* Dataset entries
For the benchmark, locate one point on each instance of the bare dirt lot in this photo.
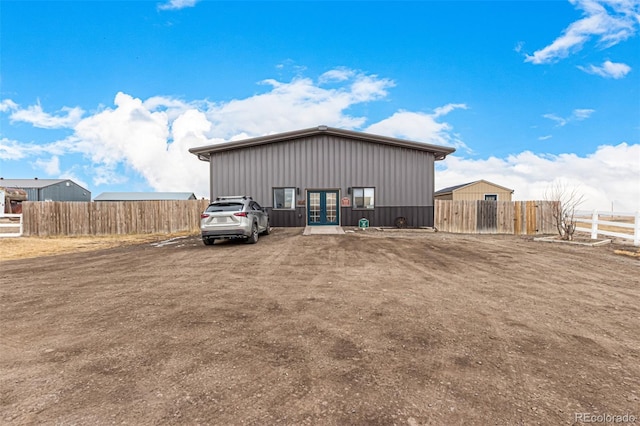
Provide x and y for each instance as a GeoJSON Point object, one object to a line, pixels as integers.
{"type": "Point", "coordinates": [385, 328]}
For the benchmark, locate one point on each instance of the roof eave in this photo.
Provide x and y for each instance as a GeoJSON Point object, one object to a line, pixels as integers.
{"type": "Point", "coordinates": [204, 152]}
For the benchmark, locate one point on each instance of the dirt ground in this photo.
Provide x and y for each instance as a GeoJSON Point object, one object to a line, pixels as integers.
{"type": "Point", "coordinates": [379, 328]}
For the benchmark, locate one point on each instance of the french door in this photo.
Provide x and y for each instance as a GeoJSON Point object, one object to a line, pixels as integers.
{"type": "Point", "coordinates": [322, 208]}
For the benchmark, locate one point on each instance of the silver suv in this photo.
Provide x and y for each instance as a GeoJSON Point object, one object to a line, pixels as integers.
{"type": "Point", "coordinates": [234, 217]}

* What you need to do
Put the lines, from the line containing "eave in this photo." through the last line, into a Markdown table with the columns Row and Line text. Number each row and leave out any blank lines.

* Problem solution
| Row | Line text |
|---|---|
| 1 | For the benchmark, locate one point on each instance of the roof eave in this photo. |
| 2 | Provide x and y for each instance as a GeoJSON Point object, one object to a line, pixels as integers. |
| 3 | {"type": "Point", "coordinates": [204, 152]} |
| 4 | For the benchmark, locate one point on each instance of the dirt ground in this photo. |
| 5 | Provide x and y for each instance as a GeoJSON Point object, one object to a line, pixels as integers. |
| 6 | {"type": "Point", "coordinates": [379, 328]} |
| 7 | For the benchmark, locate one point on each instance of the french door in this photo. |
| 8 | Provide x and y for each instance as a GeoJSON Point object, one object to a line, pixels as integers. |
| 9 | {"type": "Point", "coordinates": [322, 208]} |
| 10 | For the benchmark, locate one point on each instance of the silver suv in this photo. |
| 11 | Provide x and y for each instance as a GeoJSON Point object, one object to a line, pixels as integers. |
| 12 | {"type": "Point", "coordinates": [234, 217]} |